:: Exercises ::
A: In the passage on human reproduction, what is the stoppage of menstruation at 45–55 years of age called?
B: Carry on the passage on human reproduction, picking up after its last sentence.

------ Passage for review ------

The embryo gets nutrition from the mother’s blood with the help of a special tissue called placenta, which is a disk-like structure embeded in the uterine wall. It contains finger-like villi on the embryo side, while on the mother’s side blood spaces surround the villi. Villi provides a large surface area for glucose and oxygen to pass from the mother to the developing embryo and the wastes to pass from the embryo to the mother through the placenta. When the embryo starts resembling a human is formed, it is termed as a foetus. The foetus continues to develop inside the uterus for almost nine months after which the baby is delivered as a result of rhythmic contractions of the uterine muscles.

  • It is the loss of blood, mucous along with the unfertilized ovum and the ruptured cells and tissues of the endometrium through the vagina of the female.
  •  It is a 28-day cycle which occurs in every reproductively active female (from puberty).
  • The flow of blood continues for 2 to 8 days.
  • If the ovum does not get fertilized, then the endometrium starts sloughing off and there is loss of blood and mucous etc. through the vagina.
  •  In case the ovum gets fertilized, then the endometrium becomes thick and spongy for nourishing the embryo and hence menstruation does not occur.
  • A lady with a developing embryo in her womb is termed as pregnant.
  • The beginning of menstruation at puberty is known as menarche.
  •  The stoppage of menstruation when the woman is 45-55 years of age is called menopause.

Reproductive Health: Reproductive health means total well-being in all aspects of reproduction, i.e., physical, emotional, social and behavioural.

  • Sexually transmitted diseases and birth control.
  • A number of diseases occur as a result of sexual intercourse if one of the partners is infected. These are known as sexually transmitted diseases (STD’s).
  • They can be caused by bacteria for example; syphilis, gonorrhoea; or caused by a virus for example; HIV-AIDS, warts etc.
  •  The transmission of these diseases can be avoided by using birth control measures such as wearing a condom during the sexual act.

Birth control measures: They can be mechanical, chemical and surgical.

------ Recorded information ------

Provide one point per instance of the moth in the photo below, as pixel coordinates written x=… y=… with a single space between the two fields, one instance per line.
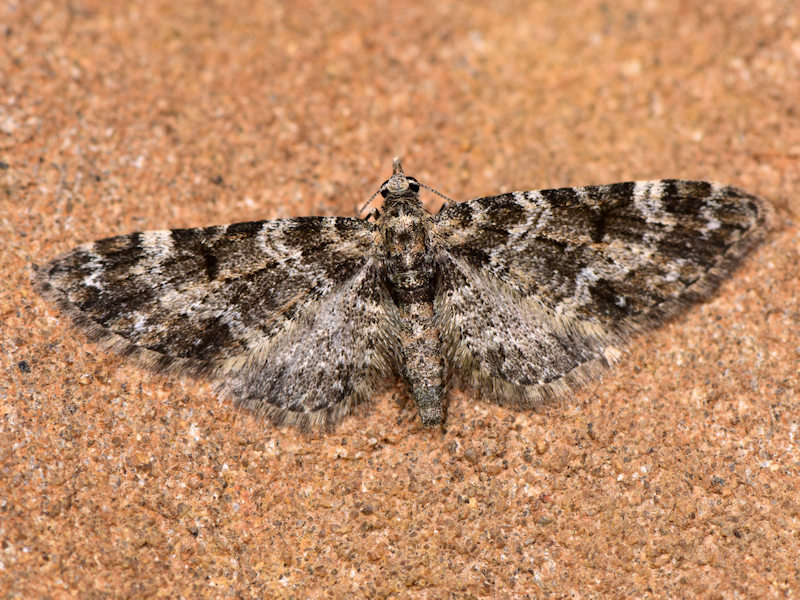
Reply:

------

:: Responses ::
A: Menopause.

B:
Mechanical methods: These are used to prevent the passage of semen to the fallopian tube:
(i) Use of condoms: Condoms are thin rubber tubes worn over the penis before sexual intercourse. The semen gets collected in this and is not discharged into the vagina.
(ii) Diaphragm: It is a thin rubber fixed over a flexible metal ring which is fitted over the cervix in a woman’s body by a doctor.
(iii) Intra Uterine Contraceptive Device (IUCD) or loop: It is inserted in the uterus and its insertion causes certain secretion which prevents the implantation of the embryo in the uterine wall.
Both methods (ii) and (iii) cause side effects.

Chemical methods

  • Use of spermicides: These are strong sperm-killing chemicals available in the form of creams, jellies etc. which are injected into the vagina just before copulation.
  • Oral contraceptive pills: These are hormonal pills which prevent ovulation but do not stop menstruation.

Surgical methods

  • Vasectomy: It involves cutting and ligating the vas deferens in males.
  • Tubectomy: It involves cutting and ligating Reproductive organs the fallopian tubes in females.
  • Medical termination of pregnancy (MTP) or abortions is carried out to eliminate the developing embryo. This practice can, however, be misused to carry out female foeticide which involves the killing of the female foetus. It should be avoided at all cost as it disturbs the male-female ratio in a population.

Contraception: It is the avoidance of pregnancy through different methods—Natural methods, Barrier method, Oral contraceptives, Surgical methods.
Advantages of contraception: Help in birth control, prevent sexually transmitted diseases, prevent unwanted pregnancies, keep population explosion in check.